**Exercise prompt**
Your task is to quote the records from their first line through the line containing "Mark the dense ground cover with a point.", with nothing added or left out.

**Data for this task**
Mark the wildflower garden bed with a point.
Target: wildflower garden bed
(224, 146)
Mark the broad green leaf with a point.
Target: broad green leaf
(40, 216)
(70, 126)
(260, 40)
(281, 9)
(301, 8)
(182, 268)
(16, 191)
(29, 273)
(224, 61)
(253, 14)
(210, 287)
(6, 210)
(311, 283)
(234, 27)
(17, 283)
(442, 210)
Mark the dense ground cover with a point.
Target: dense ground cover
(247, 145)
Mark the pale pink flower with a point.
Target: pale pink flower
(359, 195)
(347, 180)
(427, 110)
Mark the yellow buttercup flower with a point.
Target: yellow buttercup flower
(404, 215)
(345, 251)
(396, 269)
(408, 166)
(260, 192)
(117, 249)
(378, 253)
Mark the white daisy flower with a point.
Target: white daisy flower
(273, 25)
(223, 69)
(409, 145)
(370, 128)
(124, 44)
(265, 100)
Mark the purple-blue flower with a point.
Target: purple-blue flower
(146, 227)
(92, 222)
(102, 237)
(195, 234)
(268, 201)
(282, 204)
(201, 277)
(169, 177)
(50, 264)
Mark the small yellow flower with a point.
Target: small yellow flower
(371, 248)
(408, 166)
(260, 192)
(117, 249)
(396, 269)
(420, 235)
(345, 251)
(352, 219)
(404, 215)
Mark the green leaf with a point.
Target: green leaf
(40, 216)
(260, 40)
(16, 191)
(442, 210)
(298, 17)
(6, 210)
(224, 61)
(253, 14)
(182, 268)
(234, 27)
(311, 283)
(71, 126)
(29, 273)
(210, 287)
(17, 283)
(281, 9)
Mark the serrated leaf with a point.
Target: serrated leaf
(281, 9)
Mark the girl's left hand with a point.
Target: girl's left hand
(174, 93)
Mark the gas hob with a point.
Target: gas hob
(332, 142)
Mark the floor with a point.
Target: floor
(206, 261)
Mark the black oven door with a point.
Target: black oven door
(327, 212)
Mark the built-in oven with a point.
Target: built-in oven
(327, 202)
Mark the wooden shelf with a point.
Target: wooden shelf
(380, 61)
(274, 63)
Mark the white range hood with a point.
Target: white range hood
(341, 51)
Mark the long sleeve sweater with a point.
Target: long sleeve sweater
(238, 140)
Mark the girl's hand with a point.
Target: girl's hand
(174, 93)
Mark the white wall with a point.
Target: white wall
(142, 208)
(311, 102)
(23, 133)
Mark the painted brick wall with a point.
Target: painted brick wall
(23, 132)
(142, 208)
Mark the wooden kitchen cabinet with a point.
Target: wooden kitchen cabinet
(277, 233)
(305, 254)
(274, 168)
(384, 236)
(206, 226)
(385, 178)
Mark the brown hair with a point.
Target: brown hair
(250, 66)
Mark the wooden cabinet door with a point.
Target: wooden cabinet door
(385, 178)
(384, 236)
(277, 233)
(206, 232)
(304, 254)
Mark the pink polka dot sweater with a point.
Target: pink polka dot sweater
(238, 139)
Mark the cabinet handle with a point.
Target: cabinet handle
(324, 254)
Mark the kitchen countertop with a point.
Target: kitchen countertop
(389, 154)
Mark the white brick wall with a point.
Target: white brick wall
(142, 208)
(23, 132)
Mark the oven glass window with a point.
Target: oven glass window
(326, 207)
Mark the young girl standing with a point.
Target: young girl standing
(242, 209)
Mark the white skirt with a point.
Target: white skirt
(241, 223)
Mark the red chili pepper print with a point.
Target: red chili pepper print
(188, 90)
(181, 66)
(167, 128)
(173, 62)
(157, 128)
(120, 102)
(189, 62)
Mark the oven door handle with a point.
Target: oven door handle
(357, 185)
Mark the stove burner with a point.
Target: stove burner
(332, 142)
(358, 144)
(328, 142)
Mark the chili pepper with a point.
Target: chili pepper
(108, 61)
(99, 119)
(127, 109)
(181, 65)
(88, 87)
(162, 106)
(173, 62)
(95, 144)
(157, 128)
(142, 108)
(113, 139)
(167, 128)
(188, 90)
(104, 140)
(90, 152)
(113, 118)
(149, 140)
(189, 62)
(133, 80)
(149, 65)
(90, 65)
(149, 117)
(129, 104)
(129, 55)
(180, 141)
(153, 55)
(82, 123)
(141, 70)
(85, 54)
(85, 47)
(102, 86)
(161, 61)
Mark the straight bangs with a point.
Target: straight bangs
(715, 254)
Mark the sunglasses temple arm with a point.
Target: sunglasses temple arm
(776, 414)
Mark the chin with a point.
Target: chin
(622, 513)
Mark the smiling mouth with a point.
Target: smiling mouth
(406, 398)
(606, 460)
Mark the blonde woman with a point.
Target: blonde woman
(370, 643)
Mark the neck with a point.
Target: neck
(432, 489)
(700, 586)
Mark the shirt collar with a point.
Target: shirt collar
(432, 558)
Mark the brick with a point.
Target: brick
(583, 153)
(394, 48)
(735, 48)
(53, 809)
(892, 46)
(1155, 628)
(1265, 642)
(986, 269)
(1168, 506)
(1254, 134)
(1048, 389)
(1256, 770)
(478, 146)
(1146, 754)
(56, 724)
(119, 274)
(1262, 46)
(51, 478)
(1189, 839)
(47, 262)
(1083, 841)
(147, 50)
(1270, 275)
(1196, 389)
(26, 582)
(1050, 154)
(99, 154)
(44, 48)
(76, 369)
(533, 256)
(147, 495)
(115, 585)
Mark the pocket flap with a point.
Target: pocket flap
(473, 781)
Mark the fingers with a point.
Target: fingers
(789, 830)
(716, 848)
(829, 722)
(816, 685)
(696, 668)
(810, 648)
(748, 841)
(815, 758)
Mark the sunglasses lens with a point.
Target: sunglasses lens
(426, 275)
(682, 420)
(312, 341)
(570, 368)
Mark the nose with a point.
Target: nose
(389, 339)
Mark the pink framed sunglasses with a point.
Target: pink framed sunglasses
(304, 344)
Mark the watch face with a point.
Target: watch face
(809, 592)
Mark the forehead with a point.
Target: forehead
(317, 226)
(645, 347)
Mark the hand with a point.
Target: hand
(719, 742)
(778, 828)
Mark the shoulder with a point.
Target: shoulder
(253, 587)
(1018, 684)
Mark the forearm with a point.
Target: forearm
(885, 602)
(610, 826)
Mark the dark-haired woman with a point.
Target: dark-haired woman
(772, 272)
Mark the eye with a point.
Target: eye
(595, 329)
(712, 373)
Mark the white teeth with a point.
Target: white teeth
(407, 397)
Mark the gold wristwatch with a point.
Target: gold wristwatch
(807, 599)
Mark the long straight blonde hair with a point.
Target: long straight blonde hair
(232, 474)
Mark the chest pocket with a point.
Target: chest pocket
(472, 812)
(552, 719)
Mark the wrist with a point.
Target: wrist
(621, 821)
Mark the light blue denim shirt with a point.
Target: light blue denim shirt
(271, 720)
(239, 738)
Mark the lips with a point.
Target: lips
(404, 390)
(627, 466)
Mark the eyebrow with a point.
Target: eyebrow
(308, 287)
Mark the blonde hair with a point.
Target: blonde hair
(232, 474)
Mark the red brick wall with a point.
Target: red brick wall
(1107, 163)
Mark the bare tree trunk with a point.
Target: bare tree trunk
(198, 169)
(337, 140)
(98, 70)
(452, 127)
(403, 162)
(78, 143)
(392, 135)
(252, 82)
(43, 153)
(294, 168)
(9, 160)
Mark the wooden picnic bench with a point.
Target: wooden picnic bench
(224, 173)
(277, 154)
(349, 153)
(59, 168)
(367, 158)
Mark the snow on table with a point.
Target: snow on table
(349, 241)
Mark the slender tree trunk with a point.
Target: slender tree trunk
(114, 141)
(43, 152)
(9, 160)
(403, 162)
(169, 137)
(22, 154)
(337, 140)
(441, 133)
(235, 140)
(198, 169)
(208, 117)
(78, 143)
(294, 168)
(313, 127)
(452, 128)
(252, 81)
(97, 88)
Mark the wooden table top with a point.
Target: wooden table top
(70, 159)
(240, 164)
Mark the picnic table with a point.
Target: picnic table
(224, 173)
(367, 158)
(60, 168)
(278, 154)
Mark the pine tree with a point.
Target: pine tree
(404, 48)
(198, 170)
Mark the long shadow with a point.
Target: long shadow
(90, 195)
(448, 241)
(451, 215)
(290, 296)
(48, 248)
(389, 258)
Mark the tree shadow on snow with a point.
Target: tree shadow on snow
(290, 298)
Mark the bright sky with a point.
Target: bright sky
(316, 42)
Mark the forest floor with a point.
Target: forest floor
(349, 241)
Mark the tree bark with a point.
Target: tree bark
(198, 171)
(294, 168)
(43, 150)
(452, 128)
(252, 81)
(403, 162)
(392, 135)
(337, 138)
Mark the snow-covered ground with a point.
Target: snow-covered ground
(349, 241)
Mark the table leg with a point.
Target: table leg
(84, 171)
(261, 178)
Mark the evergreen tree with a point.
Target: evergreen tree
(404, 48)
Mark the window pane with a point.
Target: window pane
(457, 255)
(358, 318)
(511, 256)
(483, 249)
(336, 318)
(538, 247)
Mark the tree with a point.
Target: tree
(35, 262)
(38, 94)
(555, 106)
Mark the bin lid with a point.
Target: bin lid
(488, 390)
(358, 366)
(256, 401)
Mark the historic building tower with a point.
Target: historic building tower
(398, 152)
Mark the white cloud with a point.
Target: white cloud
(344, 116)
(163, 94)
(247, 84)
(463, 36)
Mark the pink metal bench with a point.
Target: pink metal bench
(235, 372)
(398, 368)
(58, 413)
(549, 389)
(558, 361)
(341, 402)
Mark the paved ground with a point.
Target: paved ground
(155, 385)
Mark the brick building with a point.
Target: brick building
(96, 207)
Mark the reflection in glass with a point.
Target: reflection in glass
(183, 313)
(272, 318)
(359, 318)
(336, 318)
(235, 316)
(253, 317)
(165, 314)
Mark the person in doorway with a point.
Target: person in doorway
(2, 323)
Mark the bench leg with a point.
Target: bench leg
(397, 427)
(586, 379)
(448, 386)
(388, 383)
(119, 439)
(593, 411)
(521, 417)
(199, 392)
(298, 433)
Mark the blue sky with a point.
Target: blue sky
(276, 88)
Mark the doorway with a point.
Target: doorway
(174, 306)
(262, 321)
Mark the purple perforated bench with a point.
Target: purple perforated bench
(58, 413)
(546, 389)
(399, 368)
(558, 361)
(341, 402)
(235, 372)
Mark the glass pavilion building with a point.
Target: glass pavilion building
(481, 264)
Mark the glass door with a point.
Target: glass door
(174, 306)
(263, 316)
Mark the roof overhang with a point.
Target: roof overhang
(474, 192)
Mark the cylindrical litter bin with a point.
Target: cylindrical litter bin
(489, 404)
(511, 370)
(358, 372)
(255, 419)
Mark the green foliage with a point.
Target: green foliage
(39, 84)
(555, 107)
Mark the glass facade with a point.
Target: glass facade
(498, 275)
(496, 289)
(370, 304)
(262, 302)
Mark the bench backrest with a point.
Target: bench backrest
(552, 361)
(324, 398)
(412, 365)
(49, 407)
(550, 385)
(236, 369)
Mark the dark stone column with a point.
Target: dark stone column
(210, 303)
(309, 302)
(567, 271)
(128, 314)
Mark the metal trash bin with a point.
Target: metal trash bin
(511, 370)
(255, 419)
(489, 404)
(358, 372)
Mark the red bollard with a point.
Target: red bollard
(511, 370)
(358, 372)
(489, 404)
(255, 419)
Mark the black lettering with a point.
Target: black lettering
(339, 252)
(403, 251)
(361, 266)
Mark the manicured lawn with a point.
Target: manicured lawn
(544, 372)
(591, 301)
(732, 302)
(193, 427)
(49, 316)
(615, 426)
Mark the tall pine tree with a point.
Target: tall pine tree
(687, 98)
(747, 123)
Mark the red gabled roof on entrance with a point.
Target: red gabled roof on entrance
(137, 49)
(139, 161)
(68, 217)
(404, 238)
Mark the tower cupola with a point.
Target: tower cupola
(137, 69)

**Response area**
Mark the wildflower garden bed with a point.
Target: wildflower garden bed
(224, 146)
Mark the broad green leaf with a point.
Target: broad green leaf
(40, 216)
(70, 126)
(260, 40)
(281, 9)
(301, 8)
(182, 268)
(16, 191)
(29, 273)
(224, 61)
(253, 14)
(210, 287)
(6, 210)
(311, 283)
(234, 27)
(17, 283)
(442, 210)
Mark the dense ground cover with a point.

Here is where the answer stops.